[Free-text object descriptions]
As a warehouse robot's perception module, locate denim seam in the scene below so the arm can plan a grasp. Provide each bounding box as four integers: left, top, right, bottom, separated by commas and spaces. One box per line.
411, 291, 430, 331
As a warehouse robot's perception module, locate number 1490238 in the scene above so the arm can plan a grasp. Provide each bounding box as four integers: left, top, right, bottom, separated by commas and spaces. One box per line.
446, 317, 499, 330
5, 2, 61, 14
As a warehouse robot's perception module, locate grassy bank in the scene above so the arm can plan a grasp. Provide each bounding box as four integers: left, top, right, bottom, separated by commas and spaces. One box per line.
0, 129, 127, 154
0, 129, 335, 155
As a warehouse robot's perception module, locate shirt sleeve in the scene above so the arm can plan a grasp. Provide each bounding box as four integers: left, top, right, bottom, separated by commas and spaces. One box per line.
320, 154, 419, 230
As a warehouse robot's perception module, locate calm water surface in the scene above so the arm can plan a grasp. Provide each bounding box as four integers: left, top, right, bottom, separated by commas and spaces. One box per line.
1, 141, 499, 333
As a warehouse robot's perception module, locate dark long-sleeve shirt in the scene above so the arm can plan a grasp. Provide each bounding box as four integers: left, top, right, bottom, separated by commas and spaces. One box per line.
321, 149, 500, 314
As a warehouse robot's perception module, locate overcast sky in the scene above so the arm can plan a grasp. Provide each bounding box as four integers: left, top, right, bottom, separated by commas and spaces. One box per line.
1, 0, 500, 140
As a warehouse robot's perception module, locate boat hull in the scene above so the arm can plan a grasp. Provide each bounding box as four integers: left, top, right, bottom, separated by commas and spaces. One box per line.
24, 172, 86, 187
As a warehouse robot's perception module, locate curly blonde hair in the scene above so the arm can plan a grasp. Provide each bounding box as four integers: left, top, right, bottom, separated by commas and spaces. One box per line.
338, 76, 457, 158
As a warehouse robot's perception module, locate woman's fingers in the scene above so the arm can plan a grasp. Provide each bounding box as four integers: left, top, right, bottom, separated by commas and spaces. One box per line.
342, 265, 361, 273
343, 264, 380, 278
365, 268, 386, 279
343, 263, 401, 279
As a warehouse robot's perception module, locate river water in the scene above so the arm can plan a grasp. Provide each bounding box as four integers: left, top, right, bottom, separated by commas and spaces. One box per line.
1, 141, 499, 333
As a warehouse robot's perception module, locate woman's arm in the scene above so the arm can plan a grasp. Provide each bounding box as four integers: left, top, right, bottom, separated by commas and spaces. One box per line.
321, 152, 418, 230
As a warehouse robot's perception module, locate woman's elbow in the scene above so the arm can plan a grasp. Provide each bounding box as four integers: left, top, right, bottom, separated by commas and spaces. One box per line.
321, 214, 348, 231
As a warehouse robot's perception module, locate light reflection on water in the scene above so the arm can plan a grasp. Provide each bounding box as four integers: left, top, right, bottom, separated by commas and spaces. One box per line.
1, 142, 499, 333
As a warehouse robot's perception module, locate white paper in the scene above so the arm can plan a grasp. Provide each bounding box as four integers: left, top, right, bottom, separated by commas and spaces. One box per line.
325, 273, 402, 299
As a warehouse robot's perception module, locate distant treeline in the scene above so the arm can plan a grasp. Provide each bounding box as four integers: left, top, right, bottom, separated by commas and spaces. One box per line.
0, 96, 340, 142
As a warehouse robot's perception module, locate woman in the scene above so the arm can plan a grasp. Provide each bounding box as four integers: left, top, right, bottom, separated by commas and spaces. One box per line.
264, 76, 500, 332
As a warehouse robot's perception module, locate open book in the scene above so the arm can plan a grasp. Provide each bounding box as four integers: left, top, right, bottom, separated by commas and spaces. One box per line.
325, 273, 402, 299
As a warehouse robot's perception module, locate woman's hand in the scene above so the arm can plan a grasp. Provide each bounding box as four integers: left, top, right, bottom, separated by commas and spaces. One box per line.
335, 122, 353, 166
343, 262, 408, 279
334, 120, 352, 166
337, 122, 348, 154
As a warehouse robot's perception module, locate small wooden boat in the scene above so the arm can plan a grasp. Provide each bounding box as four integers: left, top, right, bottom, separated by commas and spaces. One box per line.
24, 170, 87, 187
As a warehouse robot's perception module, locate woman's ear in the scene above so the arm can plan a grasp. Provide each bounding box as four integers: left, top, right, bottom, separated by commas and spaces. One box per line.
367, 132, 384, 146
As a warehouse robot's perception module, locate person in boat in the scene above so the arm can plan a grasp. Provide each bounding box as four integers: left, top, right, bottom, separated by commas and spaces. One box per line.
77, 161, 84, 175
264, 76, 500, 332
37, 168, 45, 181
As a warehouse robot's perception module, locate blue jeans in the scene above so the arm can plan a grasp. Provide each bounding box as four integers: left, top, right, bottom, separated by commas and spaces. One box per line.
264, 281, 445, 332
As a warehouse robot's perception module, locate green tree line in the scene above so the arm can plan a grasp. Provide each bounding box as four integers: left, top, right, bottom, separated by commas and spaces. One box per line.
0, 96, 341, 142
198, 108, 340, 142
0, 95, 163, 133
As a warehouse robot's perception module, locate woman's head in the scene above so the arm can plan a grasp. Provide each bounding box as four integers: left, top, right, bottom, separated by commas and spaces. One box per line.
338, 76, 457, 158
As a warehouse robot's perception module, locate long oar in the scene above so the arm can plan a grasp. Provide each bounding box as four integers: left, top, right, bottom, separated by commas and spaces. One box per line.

## [Activity]
Repeat the whole of the data verbatim, as it reads above.

## [Reply]
As a warehouse robot's perception module, locate denim seam in the scene below so the arm can plan a grasp. Provide each bounding box as four integers: left, top, right, bottom, separated by commas and spaces. One box per line.
411, 291, 430, 331
As a warehouse robot's perception module, locate number 1490238 in the scene above so the arm can plan a grasp. Provide each bounding box as four integers: left, top, right, bottom, separated by commas and spaces. One box per line.
446, 317, 499, 330
5, 2, 61, 14
As a warehouse robot's perception module, locate grassy bank in the scene above so the arm can plan a grasp. Provide each bounding box as four integers: left, top, right, bottom, separated by commas and spaces. One box per line.
0, 129, 127, 154
0, 129, 335, 155
As a warehouse robot's perception module, locate shirt sleeve in the scene above so the arm can plan a grasp. Provide each bounding box as four integers: left, top, right, bottom, separated by commas and spaces. One box per line.
320, 154, 419, 230
As a warehouse robot's perception module, locate calm water surface in the scene above so the arm can plan a grasp. Provide each bounding box as four integers: left, top, right, bottom, separated by commas and spaces. One box per line.
1, 141, 499, 333
As a warehouse robot's perception module, locate dark long-sleeve shirt in the scene above so the arm can plan a grasp. Provide each bounding box as four integers: left, top, right, bottom, separated by commas and spaces. One box per line.
321, 149, 500, 314
As a warehouse robot's perception module, locate overcast sky in the scene above so the arm can plan a grasp. Provide each bounding box as four integers: left, top, right, bottom, separated by commas and spaces. One box per line.
1, 0, 500, 140
As a warehouse robot's perception module, locate boat hull in the scene above so the arm can plan a grasp. Provide each bounding box as four integers: left, top, right, bottom, separated by commas and spaces. One box per line.
24, 172, 86, 187
As a warehouse robot's perception module, locate curly blonde hair in the scene above so the arm can plan a grasp. Provide each bounding box as four integers: left, top, right, bottom, separated by commas and spaces. One box per line.
338, 76, 457, 158
As a warehouse robot's perception module, locate woman's fingers in the scene above so the arm can plan a grasp. Provide each bounding box as four integers: left, top, right, bottom, separated by commas and spaces. One box per line.
342, 265, 361, 273
343, 264, 380, 278
365, 268, 386, 279
343, 263, 401, 279
As a warehouse robot's perception module, locate river water in the scene above so the arm can plan a grasp. Provide each bounding box as four integers: left, top, right, bottom, separated by commas and spaces. One box per line.
1, 141, 499, 333
As a warehouse robot's perception module, locate woman's arm in the scene above so the arm can plan a grasp. Provide each bounding box as four integers: left, top, right, bottom, separated by commas and spaces. One box per line.
321, 152, 418, 230
As a warehouse robot's perception module, locate woman's elbow in the scene above so the arm can plan a grasp. Provide each bounding box as four integers: left, top, right, bottom, separated by commas and spaces. One box per line.
321, 214, 348, 231
As a warehouse robot's perception module, locate light reflection on water in the scene above so the arm can plan a grasp. Provide each bounding box as four integers: left, top, right, bottom, separated by commas and spaces. One box per line.
1, 142, 499, 333
As a warehouse robot's perception module, locate white paper in the scene above so the arm can plan a grasp. Provide each bounding box as four integers: left, top, right, bottom, separated by commas and spaces. One box per line.
325, 273, 402, 299
As a warehouse robot's perception module, locate distant treeline in the scene above so the arm can plan a grasp. Provide each bounding box as four integers: left, top, right, bottom, separated by commas and spaces. One box per line.
0, 96, 340, 142
As a warehouse robot's perception module, locate woman in the scene above so the arm can plan a grasp. Provide each bounding box as four integers: left, top, right, bottom, separated by commas and spaces. One box per line.
264, 76, 500, 332
As a warehouse robot's perception module, locate open book in the scene above so the arm can plan a grasp. Provide each bounding box as four integers: left, top, right, bottom, separated by commas and spaces. One box per line.
325, 273, 402, 299
As a warehouse robot's perception module, locate woman's hand in the scene above so the arm can plan a grasp. Provide each bounding box as four integers: left, top, right, bottom, separated by commas and spaces. One box per line.
335, 122, 353, 166
343, 262, 408, 279
334, 120, 352, 166
337, 122, 348, 154
As a warehouse robot's perception module, locate small wooden boat in the scene above so the arm can plan a grasp. Provide each bounding box as four integers: left, top, right, bottom, separated by commas and spaces. One box per line.
24, 170, 87, 187
As a warehouse robot's perception module, locate woman's ear in the scene above so the arm can plan a grasp. Provide each bounding box as four integers: left, top, right, bottom, separated by commas and spaces. One box per line.
367, 132, 384, 146
As a warehouse robot's perception module, locate person in boat in the scene above so the arm can plan a grasp. Provide each bounding box as four integers: left, top, right, bottom, separated by commas and spaces. One box per line.
77, 161, 84, 175
264, 76, 500, 332
37, 168, 45, 181
As a warehouse robot's perception module, locate blue jeans in the scene above so the arm can plan a grasp. Provide each bounding box as four integers: left, top, right, bottom, separated by commas and spaces. One box per line.
264, 281, 445, 332
As a warehouse robot's perception module, locate green tree line in the scene above so the arm can plan a grasp. Provide each bounding box as four integers: left, top, right, bottom, separated by commas and spaces. One box per line.
0, 96, 341, 142
198, 108, 340, 142
0, 95, 163, 133
As a warehouse robot's perception module, locate woman's head in the scene above so the arm can plan a grasp. Provide each bounding box as four integers: left, top, right, bottom, separated by commas and spaces. One box per line.
338, 76, 457, 158
As a warehouse robot's perception module, locate long oar in the scene above so the arm can plan a grasp. Provide each bounding box as four integers: left, top, right, bottom, separated by commas and spaces. One box per line.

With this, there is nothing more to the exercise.